1. Considerações Iniciais.
Recentemente, em 8-8-2014, foi publicada a Lei que dispõe sobre o Estatuto Geral das Guardas Municipais que prevê no artigo 5°, inciso III, que a elas competem “atuar, preventiva e permanentemente, no território do Município, para a proteção sistêmica da população que utiliza os bens, serviços e instalações municipais” (BRASIL, 2014, g. n.). Essa Lei regulamenta o artigo 144, § 8° da Constituição Federal que prevê que “Os Municípios poderão constituir guardas municipais destinadas à proteção de seus bens, serviços e instalações, conforme dispuser a lei” (BRASIL, 1988, g. n.).
2. Bens Públicos Municipais e a Atuação das Guardas Municipais
Antes da publicação do Estatuto das Guardas Municipais era corrente a interpretação doutrinária, que as guardas municipais possuíam atuação restrita à proteção de segurança patrimonial, ou seja, na proteção de bens, serviços e instalações municipais. Entretanto a nova Lei autoriza à atuação na preservação da vida, na proteção da população e no patrulhamento preventivo. E essa ampliação de funções decorre da conceituação de bens públicos dada pelo Legislador.
Assim, como os bens públicos municipais delimitam a área de abrangência da atuação das guardas municipais, é oportuno discorrer, embora sinteticamente, sobre eles e sua importância no contexto dos dispositivos da Lei nº 13.022, de 08-08-2014, que institui o Estatuto Geral das Guardas Municipais.
A nova Lei estabeleceu, no seu artigo 4°, que é competência geral das guardas municipais a proteção de bens, serviços, logradouros públicos municipais e instalações do Município e logo em seguida a Lei complementa que os bens abrangem os de uso comum, os de uso especial e os dominiais. (BRASIL, 2014, g. n.).

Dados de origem
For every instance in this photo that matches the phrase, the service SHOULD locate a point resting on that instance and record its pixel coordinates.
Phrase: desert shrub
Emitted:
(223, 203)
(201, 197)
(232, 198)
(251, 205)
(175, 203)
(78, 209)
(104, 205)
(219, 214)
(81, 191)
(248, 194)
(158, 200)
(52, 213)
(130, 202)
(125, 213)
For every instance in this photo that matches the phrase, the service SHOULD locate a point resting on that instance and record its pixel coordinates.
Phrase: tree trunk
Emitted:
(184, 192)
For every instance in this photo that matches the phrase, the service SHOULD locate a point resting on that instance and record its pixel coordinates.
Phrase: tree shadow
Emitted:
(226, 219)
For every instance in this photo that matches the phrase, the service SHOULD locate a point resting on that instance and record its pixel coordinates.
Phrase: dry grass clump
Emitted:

---

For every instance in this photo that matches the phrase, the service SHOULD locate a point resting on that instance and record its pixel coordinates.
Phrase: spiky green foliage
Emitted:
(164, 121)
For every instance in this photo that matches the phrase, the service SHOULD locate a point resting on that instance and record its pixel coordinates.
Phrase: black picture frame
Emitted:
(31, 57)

AÇÕES A REALIZAR:
(A) Segundo o texto sobre as guardas municipais, que dispositivo da Constituição Federal é regulamentado pela lei que dispõe sobre o Estatuto Geral das Guardas Municipais?
(B) Reproduza fielmente o trecho do texto sobre as guardas municipais que começa nas palavras "Assim, como os" e termina após "dominiais. (BRASIL, 2014, g. n.).".
(C) Dê continuidade ao texto sobre as guardas municipais, partindo da última frase apresentada.

RESPOSTAS ESPERADAS:
(A) O artigo 144, § 8° da Constituição Federal.

(B)
Assim, como os bens públicos municipais delimitam a área de abrangência da atuação das guardas municipais, é oportuno discorrer, embora sinteticamente, sobre eles e sua importância no contexto dos dispositivos da Lei nº 13.022, de 08-08-2014, que institui o Estatuto Geral das Guardas Municipais.
A nova Lei estabeleceu, no seu artigo 4°, que é competência geral das guardas municipais a proteção de bens, serviços, logradouros públicos municipais e instalações do Município e logo em seguida a Lei complementa que os bens abrangem os de uso comum, os de uso especial e os dominiais. (BRASIL, 2014, g. n.).

(C)
Posteriormente, no artigo 5°, incisos I e II e III, a Lei estabelece que são competências específicas das guardas municipais, entre outras, respeitadas as competências dos órgãos federais e estaduais: a de zelar pelos bens, equipamentos e prédios públicos do Município; a de prevenir e inibir, pela presença e vigilância, bem como coibir, infrações penais ou administrativas e atos infracionais que atentem contra os bens, serviços e instalações municipais e a de atuar, preventiva e permanentemente, no território do Município, para a proteção sistêmica da população que utiliza os bens, serviços e instalações municipais (BRASIL, 2014, g. n.).
Por isso é de fundamental importância delimitar o que são bens municipais, por que as guardas municipais, além da proteção desses bens, podem atuar, preventivamente, na proteção da população que utiliza esses bens.
O conceito de bens públicos, especificado no artigo 98 do Código Civil Brasileiro, prevê que: “são públicos os bens do domínio nacional pertencentes às pessoas jurídicas de direito público interno; todos os outros são particulares, seja qual for à pessoa a que pertencerem” (BRASIL, 2002, g. n.). Conforme especificado pelo próprio Código Civil, no artigo 41, São pessoas jurídicas de direito público interno: a União; os Estados, o Distrito Federal e os Territórios; os Municípios; as autarquias, inclusive as associações públicas e as demais entidades de caráter público criadas por lei (BRASIL, 2002).
No entanto, o conceito legal não é aceito, por todos administrativistas. O impasse reside no fato de diversos autores considerarem como bens públicos àqueles que, embora não pertença às pessoas jurídicas de direito público interno, são destinados à prestação de um serviço público.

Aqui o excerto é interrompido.